[Exercise instructions]:
(1) Answer these questions about the text on Portland Basebed stone:
(a) What other name is Portland Basebed known by?
(b) Which class do the crystallisation test results place the stone in?
(c) At what rate per 100 years is the stone likely to weather, based on current research?
(2) Could you return the passage from the text on Portland Basebed stone that runs from "Based on current" up to and including "edges of stonework.", copied word for word?

[Excerpted passage]:
________________________
One of the finest british natural stones. Portland Basebed, also known as Bestbed, is the finest quality Portland Stone with a close pore structure and little shell. The stone is slightly less durable than Whitbed or Roach, and therefore may not be appropriate if a long life is required as a general paving stone, or in areas of very high exposure. Although originally used primarily as a monumental stone and carving stone, it has more recently been specified on high quality, prestigious office developments and used extensively for flooring.
Very tight texture making it ideal for fine carvings & mouldings as well as detailed masonry & cladding
Durability and Weathering
It is important that the results from the sodium sulphate crystallisation tests are not viewed in isolation. They should be considered with the results from the porosity and water absorption tests and the performance of the stone in existing buildings. Stone from the Portland Basebed is traditionally acknowledged as being less durable than Whitbed but it has been used extensively where a faster rate of weathering is acceptable or where its working qualities were required. It is possible to compare the results for the Basebed Stone from Jordans Quarry to those collected from buildings, exposure trials and tests on quarry samples collected by BRE during the last 70 years. This shows that the stone compares well with the traditional view of Portland Basebed. Previous research at BRE has shown that Portland limestone which has a low saturation coefficient (>0.72), a high microporosity (>11.0 of the stone by volume) and an increased amount of micritic matrix will weather more rapidly than Whitbed when used on buildings. The results summarised on these sheets show that most of the samples tested are of this type. The crystallisation test results show the stone to be Class D -E which BRE Report 141 suggests that it is suitable for plain walling and cladding. The results from the other tests suggest that soundest stone may well perform better than this class in the current environment. Where more severe exposure conditions are expected, for example high concentrations of sulphur dioxide or severe frosts, or where a long life is required (for example >50 years) then it may be desirable to use a more durable stone (e.g. Jordans Whitbed). When using Jordans Basebed it is especially important that the detailing of the stonework is designed to offer the maximum protection to rainwater and rainwater runoff.
Based on current research it seems likely that the stone would weather at a rate of between 3 and 4 mm per 100 years but it could be greater in severe exposures or on the edges of stonework.
(Weathering rates are based on the BRE interpretation of historical data dating from 1932).
________________________
[Listed records]:

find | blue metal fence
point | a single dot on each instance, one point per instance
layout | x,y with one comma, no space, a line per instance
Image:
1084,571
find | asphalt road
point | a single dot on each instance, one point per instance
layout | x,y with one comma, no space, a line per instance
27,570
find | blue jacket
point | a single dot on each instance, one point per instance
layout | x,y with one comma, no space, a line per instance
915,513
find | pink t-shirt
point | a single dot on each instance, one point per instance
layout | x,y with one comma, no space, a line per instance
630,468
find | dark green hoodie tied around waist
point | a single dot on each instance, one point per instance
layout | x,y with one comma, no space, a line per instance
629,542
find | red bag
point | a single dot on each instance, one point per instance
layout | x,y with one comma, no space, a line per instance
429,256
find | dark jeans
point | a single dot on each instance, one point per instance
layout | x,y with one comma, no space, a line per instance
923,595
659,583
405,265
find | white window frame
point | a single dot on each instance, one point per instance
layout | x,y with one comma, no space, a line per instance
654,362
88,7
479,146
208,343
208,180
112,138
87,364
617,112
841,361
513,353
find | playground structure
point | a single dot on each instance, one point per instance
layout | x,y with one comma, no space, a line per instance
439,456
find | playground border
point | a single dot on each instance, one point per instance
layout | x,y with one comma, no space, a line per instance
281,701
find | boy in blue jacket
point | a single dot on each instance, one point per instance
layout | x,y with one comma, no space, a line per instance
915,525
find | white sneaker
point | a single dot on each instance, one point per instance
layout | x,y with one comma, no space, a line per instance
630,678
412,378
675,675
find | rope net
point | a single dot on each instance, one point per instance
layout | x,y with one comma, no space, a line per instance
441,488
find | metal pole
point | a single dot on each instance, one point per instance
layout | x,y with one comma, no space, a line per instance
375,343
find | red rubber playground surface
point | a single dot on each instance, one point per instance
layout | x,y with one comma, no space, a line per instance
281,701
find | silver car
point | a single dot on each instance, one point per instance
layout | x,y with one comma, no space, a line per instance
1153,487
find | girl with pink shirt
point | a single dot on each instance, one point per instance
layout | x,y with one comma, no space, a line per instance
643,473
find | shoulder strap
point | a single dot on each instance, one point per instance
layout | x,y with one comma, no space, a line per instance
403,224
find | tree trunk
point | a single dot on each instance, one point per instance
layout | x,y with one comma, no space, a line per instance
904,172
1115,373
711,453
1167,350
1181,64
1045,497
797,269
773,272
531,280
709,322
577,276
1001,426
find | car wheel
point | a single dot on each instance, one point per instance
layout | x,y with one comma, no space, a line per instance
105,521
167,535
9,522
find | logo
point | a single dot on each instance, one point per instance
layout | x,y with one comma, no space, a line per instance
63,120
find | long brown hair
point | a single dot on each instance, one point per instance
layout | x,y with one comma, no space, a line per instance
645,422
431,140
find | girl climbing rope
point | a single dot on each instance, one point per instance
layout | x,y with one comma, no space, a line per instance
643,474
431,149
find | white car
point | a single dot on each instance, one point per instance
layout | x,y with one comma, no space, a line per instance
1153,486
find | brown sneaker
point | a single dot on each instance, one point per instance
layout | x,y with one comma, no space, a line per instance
________________________
[Task-by-task results]:
(1)
(a) Bestbed
(b) Class D-E
(c) Between 3 and 4 mm per 100 years

(2)
Based on current research it seems likely that the stone would weather at a rate of between 3 and 4 mm per 100 years but it could be greater in severe exposures or on the edges of stonework.